WHAT THIS EXERCISE ASKS >>
• a. According to the news report on the Southfield psychiatrist shooting, on which floor was Dr. Reuven Bar-Levav's office?
• b. Continue the news report on the Southfield psychiatrist shooting, picking up after its final sentence.

PROVIDED TEXT >>
------

A psychiatrist who was gunned down by a man seeking treatment could have done little to help the severely disturbed patient, the doctor's family said Saturday.

"He was very, very sick," said Dr. Ilana Bar-Levav, who trained under her father and now practices psychiatry near Washington, D.C. "He needed more inpatient treatment."

Joseph Brooks Jr., 27, killed Dr. Reuven Bar-Levav and a woman and injured four others before killing himself at Bar-Levav's office Friday afternoon. One of the wounded remained hospitalized in fair condition Saturday.

Police have not identified the other victims or provided any additional information about the shootings Friday afternoon in Bar-Levav's 12th floor office in Southfield.

The gunman had been diagnosed elsewhere as a paranoid schizophrenic and had come to the office several times, said Dr. Leora Bar-Levav, who practiced there with her father. The man could not be treated because he refused necessary medication and hospitalization, she said.

The Bar-Levav family said Saturday they don't understand what sparked the tragedy, but they hope Bar-Levav's research into mental stress will stop similar incidents from happening.

------

DATA BLOCK >>

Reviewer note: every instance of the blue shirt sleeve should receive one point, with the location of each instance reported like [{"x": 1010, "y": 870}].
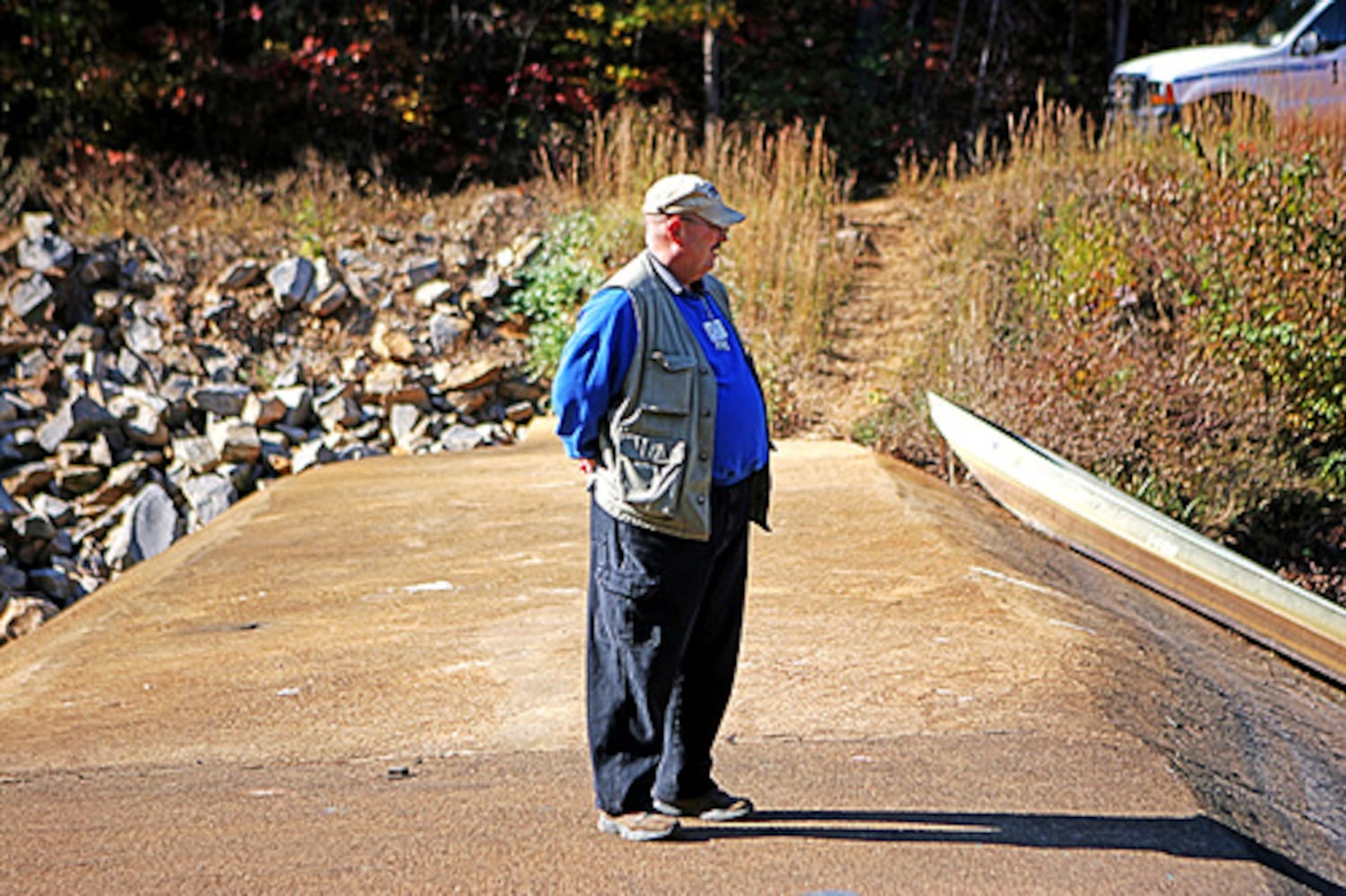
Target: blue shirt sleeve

------

ANSWERS BY ITEM NUMBER >>
• a. The 12th floor.

• b.
Following the shooting at Columbine High School in Littleton, Colo., the 72-year-old Bar-Levav wrote in an article that a return to family values and controls on permissiveness were necessary to prevent senseless shootings.

"What motivates kids and grown-ups to murder innocents is not the presence of guns but the absence of built-in values of right and wrong, one of the breeding grounds of blind hate," he wrote.

Bar-Levav was the originator of Crisis Mobilization Therapy and of A Unified Theory of General Human Motivation and Behavior, both dealing with the treatment of emotional stress.

Born in Berlin in 1927, he fled Nazi Germany with his family before coming to the United States.